→ **Directive**: Pull out each line in the rows below that contains the string "cardigan", and list those lines in their original order.

→ **Entries provided**:

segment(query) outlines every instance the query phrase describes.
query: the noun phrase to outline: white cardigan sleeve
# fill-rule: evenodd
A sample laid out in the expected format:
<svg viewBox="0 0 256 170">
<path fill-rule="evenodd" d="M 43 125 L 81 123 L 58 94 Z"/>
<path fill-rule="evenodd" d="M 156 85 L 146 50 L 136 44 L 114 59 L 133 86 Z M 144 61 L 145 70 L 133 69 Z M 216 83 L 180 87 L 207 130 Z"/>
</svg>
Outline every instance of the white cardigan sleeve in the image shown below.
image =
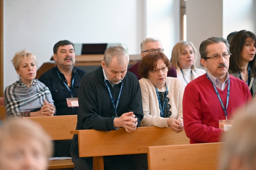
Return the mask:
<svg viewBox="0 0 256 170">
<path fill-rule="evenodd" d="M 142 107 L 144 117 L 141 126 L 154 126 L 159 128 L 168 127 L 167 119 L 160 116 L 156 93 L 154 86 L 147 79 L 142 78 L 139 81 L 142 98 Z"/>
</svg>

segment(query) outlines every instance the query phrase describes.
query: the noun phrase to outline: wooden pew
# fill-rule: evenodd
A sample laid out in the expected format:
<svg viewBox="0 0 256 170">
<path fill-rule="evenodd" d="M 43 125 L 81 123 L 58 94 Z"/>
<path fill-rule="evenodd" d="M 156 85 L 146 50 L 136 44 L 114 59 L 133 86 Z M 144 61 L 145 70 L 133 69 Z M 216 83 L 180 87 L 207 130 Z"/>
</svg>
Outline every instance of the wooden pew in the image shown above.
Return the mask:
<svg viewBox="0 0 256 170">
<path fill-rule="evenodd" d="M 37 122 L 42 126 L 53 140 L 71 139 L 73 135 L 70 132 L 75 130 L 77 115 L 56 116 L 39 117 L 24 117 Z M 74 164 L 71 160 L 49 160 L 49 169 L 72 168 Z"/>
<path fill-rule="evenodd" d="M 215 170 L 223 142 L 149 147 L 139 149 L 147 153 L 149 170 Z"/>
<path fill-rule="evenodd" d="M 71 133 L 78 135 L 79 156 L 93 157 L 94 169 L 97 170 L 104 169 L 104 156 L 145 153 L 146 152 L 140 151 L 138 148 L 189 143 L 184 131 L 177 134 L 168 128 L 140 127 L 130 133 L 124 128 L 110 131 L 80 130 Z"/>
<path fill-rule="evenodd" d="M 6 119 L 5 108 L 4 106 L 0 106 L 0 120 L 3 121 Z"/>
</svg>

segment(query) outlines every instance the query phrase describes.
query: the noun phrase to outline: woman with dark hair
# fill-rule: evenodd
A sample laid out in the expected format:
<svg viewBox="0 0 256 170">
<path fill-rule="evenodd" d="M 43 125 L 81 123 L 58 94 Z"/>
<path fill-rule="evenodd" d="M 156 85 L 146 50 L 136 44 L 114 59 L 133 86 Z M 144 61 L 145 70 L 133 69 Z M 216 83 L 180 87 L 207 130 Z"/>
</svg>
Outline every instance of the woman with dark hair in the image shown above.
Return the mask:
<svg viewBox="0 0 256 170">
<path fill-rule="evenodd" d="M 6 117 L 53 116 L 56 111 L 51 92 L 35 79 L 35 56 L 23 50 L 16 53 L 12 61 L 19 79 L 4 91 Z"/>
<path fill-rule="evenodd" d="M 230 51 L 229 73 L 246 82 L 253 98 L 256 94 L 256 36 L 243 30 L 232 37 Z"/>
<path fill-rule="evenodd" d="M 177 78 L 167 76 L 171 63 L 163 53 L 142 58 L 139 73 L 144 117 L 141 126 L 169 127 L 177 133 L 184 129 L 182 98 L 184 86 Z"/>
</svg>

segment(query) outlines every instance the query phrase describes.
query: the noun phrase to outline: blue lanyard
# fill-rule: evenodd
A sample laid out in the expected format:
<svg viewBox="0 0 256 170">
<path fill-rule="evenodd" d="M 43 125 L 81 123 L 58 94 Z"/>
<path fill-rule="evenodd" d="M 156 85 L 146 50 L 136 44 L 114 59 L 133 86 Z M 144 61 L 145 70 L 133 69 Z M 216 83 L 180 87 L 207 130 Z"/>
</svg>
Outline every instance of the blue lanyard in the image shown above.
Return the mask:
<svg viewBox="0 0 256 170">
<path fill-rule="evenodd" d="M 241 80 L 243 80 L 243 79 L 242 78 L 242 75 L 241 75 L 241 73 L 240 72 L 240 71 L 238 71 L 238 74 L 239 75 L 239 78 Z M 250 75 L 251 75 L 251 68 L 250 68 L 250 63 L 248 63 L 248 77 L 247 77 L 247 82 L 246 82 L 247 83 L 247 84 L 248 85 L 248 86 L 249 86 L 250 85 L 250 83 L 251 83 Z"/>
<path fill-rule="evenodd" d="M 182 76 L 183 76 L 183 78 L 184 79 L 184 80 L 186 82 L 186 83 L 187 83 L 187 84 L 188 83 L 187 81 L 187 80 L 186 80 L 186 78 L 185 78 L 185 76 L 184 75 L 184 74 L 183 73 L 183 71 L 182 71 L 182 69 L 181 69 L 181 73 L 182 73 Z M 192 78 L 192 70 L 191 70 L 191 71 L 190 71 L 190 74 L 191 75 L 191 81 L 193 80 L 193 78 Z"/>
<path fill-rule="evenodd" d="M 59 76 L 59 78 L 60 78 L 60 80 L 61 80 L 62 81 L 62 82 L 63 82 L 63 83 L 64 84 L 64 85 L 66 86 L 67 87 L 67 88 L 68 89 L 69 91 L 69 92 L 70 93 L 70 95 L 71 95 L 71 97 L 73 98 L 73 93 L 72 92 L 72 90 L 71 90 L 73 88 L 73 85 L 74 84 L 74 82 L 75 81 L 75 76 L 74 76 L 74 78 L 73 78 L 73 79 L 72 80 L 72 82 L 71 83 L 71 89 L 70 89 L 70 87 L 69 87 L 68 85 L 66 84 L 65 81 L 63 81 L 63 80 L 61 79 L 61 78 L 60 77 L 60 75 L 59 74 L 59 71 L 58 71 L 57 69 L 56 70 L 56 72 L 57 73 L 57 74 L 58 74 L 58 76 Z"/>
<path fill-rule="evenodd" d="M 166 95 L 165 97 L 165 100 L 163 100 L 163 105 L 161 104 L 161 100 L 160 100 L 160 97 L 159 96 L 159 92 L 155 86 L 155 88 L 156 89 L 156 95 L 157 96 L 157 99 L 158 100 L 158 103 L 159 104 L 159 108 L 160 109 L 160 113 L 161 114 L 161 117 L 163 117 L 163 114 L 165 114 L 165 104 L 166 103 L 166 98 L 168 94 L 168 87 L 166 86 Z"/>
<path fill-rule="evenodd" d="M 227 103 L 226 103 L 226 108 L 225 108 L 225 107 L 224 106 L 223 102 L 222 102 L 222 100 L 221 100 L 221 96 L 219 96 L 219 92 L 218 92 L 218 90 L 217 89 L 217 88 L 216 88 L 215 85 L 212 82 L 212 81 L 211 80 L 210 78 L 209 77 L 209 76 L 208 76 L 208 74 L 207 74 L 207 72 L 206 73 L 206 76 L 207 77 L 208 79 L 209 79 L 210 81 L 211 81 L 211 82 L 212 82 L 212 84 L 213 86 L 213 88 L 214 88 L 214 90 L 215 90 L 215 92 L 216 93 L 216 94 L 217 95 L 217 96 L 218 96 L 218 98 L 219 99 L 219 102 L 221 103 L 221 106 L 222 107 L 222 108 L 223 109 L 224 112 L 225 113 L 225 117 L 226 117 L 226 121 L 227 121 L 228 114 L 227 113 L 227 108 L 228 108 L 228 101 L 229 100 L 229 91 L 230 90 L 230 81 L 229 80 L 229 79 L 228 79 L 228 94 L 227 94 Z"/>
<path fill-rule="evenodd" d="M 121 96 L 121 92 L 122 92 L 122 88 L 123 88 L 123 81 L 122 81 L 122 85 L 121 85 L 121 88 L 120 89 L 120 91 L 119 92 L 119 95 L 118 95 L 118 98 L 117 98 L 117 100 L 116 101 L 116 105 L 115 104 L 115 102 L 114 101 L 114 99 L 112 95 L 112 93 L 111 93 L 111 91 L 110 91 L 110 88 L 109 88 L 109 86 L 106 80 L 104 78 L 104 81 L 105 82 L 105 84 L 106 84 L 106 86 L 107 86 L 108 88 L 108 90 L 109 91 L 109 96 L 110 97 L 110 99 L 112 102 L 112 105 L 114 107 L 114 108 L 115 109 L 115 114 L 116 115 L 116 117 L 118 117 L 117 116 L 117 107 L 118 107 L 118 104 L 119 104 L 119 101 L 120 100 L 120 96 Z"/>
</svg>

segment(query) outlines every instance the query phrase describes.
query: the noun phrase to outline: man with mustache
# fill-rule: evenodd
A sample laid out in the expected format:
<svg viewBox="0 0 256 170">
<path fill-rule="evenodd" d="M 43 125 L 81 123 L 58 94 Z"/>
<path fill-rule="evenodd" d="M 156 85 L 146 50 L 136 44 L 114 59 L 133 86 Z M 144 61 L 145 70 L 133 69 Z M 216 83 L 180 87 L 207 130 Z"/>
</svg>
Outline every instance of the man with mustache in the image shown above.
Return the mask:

→ **Problem solution**:
query: the noun phrase to outline: white cardigan sleeve
Outline every instance of the white cardigan sleeve in the image shown below.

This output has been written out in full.